((

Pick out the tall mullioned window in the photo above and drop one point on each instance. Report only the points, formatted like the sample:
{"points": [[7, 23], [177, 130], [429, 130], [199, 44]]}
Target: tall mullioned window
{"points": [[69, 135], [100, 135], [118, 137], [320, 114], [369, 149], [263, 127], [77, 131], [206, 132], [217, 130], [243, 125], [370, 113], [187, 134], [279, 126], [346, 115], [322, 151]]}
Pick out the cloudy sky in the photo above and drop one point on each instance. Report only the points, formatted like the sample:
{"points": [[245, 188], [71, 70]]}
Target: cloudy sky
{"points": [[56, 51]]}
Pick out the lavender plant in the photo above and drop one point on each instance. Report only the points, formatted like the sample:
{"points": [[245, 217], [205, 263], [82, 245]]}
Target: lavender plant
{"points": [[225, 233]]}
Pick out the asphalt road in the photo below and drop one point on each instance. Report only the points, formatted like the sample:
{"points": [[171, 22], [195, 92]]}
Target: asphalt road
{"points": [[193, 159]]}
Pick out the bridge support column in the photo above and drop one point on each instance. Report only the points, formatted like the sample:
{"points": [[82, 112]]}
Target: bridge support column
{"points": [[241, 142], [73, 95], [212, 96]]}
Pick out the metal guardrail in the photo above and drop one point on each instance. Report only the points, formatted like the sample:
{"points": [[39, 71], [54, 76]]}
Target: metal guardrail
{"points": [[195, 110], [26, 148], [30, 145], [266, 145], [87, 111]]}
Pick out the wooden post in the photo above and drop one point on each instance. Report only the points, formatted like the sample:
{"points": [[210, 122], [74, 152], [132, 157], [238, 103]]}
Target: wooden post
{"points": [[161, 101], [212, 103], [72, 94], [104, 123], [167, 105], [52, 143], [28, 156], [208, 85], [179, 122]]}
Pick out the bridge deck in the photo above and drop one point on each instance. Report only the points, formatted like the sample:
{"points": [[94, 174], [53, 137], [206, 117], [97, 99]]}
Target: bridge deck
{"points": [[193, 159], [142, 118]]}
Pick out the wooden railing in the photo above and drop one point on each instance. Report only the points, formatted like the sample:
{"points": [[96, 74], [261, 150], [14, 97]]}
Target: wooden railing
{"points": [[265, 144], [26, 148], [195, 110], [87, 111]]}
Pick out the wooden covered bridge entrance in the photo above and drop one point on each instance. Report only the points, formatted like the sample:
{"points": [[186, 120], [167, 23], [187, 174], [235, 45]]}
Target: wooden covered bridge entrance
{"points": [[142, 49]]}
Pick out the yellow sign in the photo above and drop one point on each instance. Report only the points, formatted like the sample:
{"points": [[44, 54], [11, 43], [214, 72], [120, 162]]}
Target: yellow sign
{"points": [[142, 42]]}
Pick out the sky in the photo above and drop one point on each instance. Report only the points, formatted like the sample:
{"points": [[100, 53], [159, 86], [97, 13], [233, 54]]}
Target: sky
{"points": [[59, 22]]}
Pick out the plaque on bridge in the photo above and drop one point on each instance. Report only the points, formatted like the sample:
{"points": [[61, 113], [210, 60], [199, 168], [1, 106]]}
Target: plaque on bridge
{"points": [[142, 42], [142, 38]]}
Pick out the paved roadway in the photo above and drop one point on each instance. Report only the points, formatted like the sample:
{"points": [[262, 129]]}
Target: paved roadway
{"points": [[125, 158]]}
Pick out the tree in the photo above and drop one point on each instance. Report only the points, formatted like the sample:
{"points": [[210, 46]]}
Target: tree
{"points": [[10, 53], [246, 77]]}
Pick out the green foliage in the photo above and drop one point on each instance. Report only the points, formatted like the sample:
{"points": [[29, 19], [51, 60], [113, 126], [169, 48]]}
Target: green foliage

))

Task goal ->
Each entry above is to be transcribed exactly as it was written.

Completed exercise ->
Pick out the tall mullioned window in the photo above and drop one point on each instance. Report only the points, formatted like the sample:
{"points": [[7, 23], [177, 130], [429, 130], [199, 44]]}
Target: tall mullioned window
{"points": [[69, 135], [100, 135], [118, 137], [320, 114], [369, 149], [263, 127], [77, 131], [206, 132], [217, 130], [243, 125], [370, 113], [187, 134], [279, 126], [346, 115], [322, 151]]}
Pick out the cloudy sky in the photo above and drop one point on each instance. Report only the points, formatted like the sample:
{"points": [[245, 188], [71, 70]]}
Target: cloudy sky
{"points": [[56, 51]]}
Pick out the lavender plant in the photo above and drop one point on each instance. Report only the points, formatted like the sample:
{"points": [[245, 217], [205, 263], [82, 245]]}
Target: lavender plant
{"points": [[225, 233]]}
Pick out the asphalt road in the photo below and drop one point on each instance. Report only the points, formatted like the sample:
{"points": [[171, 22], [195, 92]]}
Target: asphalt road
{"points": [[193, 159]]}
Pick out the bridge support column in the photo above and drop one point on each instance. Report only the points, formatted like the sample:
{"points": [[82, 112]]}
Target: bridge support column
{"points": [[241, 142], [73, 95], [212, 96]]}
Pick out the metal guardrail in the photo above and drop one point on each instance. Report only the points, formatted like the sample:
{"points": [[39, 71], [54, 76]]}
Target: metal guardrail
{"points": [[195, 110], [26, 148], [30, 145], [266, 145], [87, 111]]}
Pick out the wooden post in the photo above and drop one point on each instance. Report only the points, formatted like the sample:
{"points": [[210, 122], [74, 152], [132, 157], [238, 103]]}
Target: wooden post
{"points": [[161, 101], [212, 103], [72, 94], [104, 123], [167, 105], [52, 143], [28, 156], [208, 85], [179, 122]]}
Pick out the bridge deck in the photo above and drop one point on each instance. Report only the points, formatted like the sample:
{"points": [[94, 174], [53, 137], [206, 117], [97, 99]]}
Target: bridge deck
{"points": [[193, 159], [142, 118]]}
Pick out the wooden railing in the photo above and drop one point on each instance. Report only the points, formatted like the sample:
{"points": [[96, 74], [261, 150], [14, 97]]}
Target: wooden railing
{"points": [[265, 144], [26, 148], [195, 110], [87, 111]]}
Pick out the wooden covered bridge entrance in the photo above and drop one point on each instance. Report only the points, formatted like the sample:
{"points": [[186, 120], [167, 23], [187, 174], [235, 45]]}
Target: wooden covered bridge entrance
{"points": [[142, 49]]}
Pick out the yellow sign in the photo above and drop one point on each instance. Report only the points, formatted like the sample:
{"points": [[44, 54], [11, 43], [214, 72], [120, 162]]}
Target: yellow sign
{"points": [[142, 42]]}
Pick out the sky in the photo above and drop one point on each instance. Report only the points, formatted like the sample:
{"points": [[100, 53], [159, 86], [97, 13], [233, 54]]}
Target: sky
{"points": [[59, 22]]}
Pick out the plaque on bridge in the photo above and drop one point on each instance. Report only the points, formatted like the sample:
{"points": [[61, 113], [210, 60], [199, 168], [1, 106]]}
Target: plaque on bridge
{"points": [[142, 42], [142, 38]]}
Pick out the paved roadway in the photo above and drop one point on each instance. Report only the points, formatted like the sample:
{"points": [[262, 129]]}
Target: paved roadway
{"points": [[125, 158]]}
Pick out the tree in the photo above and drop one point on each instance. Report only the points, formatted like the sample:
{"points": [[210, 46]]}
Target: tree
{"points": [[10, 53], [246, 77]]}
Pick out the green foliage in the photo above and drop one point on each instance. Report only the points, formatted like the sample:
{"points": [[29, 19], [51, 60], [113, 126], [169, 48]]}
Target: green foliage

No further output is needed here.